▸ Short exercise
Reproduce the records below, substituting "enclosing rectangle" for every occurrence of "bounding box" and leaving everything else unchanged.

▸ Records
◆ ◆ ◆ ◆
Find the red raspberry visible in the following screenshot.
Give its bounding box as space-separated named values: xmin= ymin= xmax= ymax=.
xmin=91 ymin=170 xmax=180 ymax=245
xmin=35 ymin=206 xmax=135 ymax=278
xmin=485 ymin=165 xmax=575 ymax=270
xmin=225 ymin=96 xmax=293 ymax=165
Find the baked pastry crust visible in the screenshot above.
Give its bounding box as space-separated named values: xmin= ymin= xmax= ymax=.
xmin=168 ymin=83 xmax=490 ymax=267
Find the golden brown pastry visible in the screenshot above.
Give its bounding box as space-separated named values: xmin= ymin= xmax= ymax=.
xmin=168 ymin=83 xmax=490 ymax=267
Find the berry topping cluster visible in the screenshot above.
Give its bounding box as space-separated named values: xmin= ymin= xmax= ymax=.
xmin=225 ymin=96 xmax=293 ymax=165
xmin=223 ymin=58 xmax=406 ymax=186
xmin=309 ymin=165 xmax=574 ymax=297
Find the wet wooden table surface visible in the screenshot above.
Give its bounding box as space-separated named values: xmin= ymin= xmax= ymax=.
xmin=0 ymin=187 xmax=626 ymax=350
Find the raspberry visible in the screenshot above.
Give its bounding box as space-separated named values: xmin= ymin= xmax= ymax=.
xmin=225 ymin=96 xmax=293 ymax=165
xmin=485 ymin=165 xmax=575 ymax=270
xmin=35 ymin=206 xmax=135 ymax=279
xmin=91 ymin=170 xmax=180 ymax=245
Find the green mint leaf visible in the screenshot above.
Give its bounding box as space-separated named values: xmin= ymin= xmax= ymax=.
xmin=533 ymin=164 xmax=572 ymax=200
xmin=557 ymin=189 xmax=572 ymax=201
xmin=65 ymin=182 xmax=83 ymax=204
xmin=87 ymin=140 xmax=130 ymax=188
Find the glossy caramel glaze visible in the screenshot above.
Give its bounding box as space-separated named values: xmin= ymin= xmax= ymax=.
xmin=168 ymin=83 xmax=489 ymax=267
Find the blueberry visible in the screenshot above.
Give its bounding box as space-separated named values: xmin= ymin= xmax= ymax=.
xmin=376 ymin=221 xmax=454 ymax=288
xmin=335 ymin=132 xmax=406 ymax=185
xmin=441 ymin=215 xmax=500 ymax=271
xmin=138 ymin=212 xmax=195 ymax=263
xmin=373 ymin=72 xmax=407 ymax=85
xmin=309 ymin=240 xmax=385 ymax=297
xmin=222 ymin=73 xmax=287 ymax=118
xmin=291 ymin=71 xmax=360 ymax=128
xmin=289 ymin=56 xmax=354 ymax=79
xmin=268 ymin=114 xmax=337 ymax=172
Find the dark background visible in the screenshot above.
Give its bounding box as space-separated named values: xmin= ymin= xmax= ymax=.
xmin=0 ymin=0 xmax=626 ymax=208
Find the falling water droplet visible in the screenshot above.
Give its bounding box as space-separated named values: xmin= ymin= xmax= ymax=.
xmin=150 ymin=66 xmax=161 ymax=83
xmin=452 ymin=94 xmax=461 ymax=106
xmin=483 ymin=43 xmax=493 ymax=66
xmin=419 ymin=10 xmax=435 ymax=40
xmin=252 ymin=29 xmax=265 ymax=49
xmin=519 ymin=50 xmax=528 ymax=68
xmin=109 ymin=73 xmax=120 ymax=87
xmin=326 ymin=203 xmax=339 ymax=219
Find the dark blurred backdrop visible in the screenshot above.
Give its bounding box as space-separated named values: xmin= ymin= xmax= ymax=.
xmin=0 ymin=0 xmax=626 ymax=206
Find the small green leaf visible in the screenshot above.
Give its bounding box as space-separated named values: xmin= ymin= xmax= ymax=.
◆ ◆ ◆ ◆
▸ Correct result
Find the red raspberry visible in the following screenshot.
Give its enclosing rectangle as space-separated named values: xmin= ymin= xmax= ymax=.
xmin=91 ymin=170 xmax=180 ymax=245
xmin=35 ymin=206 xmax=135 ymax=278
xmin=485 ymin=165 xmax=575 ymax=270
xmin=225 ymin=96 xmax=293 ymax=165
Find the baked pastry crust visible in the screenshot above.
Give its enclosing rectangle as space-separated named values: xmin= ymin= xmax= ymax=.
xmin=168 ymin=83 xmax=490 ymax=267
Find the golden brown pastry visible in the screenshot above.
Give its enclosing rectangle as space-separated named values: xmin= ymin= xmax= ymax=.
xmin=168 ymin=83 xmax=490 ymax=267
Find the berry topping cluster visible in the screenshot above.
Give its enclosing rectangle as space-separated named values: xmin= ymin= xmax= ymax=.
xmin=225 ymin=96 xmax=293 ymax=165
xmin=223 ymin=58 xmax=406 ymax=186
xmin=309 ymin=165 xmax=574 ymax=297
Find the wet wooden table surface visible in the screenshot above.
Give its enclosing rectangle as space-separated named values: xmin= ymin= xmax= ymax=.
xmin=0 ymin=187 xmax=626 ymax=350
Find the raspberry visible in the screenshot above.
Give its enclosing rectangle as space-separated named values: xmin= ymin= xmax= ymax=.
xmin=225 ymin=96 xmax=293 ymax=165
xmin=485 ymin=165 xmax=575 ymax=270
xmin=35 ymin=206 xmax=135 ymax=279
xmin=91 ymin=170 xmax=180 ymax=245
Find the green mint leaf visible in the screenshot above.
Give its enclosing rectangle as space-separated named values: xmin= ymin= xmax= ymax=.
xmin=533 ymin=164 xmax=572 ymax=200
xmin=557 ymin=189 xmax=572 ymax=201
xmin=65 ymin=182 xmax=83 ymax=204
xmin=87 ymin=140 xmax=130 ymax=188
Find the glossy caramel glaze visible in the screenshot above.
Give its enclosing rectangle as space-separated named values: xmin= ymin= xmax= ymax=.
xmin=168 ymin=83 xmax=489 ymax=267
Find the blueberry visible in the screenshot above.
Give its enclosing rectangle as space-separated named values: xmin= ymin= xmax= ymax=.
xmin=376 ymin=221 xmax=454 ymax=288
xmin=335 ymin=132 xmax=406 ymax=185
xmin=441 ymin=215 xmax=500 ymax=271
xmin=138 ymin=212 xmax=195 ymax=263
xmin=373 ymin=72 xmax=407 ymax=85
xmin=309 ymin=240 xmax=385 ymax=297
xmin=222 ymin=73 xmax=287 ymax=118
xmin=291 ymin=71 xmax=360 ymax=128
xmin=289 ymin=56 xmax=354 ymax=79
xmin=268 ymin=114 xmax=337 ymax=172
Find the dark background visible in the screenshot above.
Give its enclosing rectangle as space-separated named values: xmin= ymin= xmax= ymax=.
xmin=0 ymin=0 xmax=626 ymax=208
Find the falling water droplet visible in the screenshot above.
Give its enclosing rectangle as space-separated named values: xmin= ymin= xmax= ymax=.
xmin=150 ymin=66 xmax=161 ymax=83
xmin=452 ymin=94 xmax=461 ymax=106
xmin=483 ymin=43 xmax=493 ymax=66
xmin=419 ymin=10 xmax=435 ymax=40
xmin=252 ymin=29 xmax=265 ymax=49
xmin=519 ymin=50 xmax=528 ymax=68
xmin=109 ymin=73 xmax=120 ymax=87
xmin=326 ymin=203 xmax=339 ymax=219
Find the dark blurred backdrop visible in the screenshot above.
Give its enclosing rectangle as space-separated named values: xmin= ymin= xmax= ymax=.
xmin=0 ymin=0 xmax=626 ymax=206
Find the small green leaf visible in the screenshot above.
Give its enclosing rectangle as space-separated named values: xmin= ymin= xmax= ymax=.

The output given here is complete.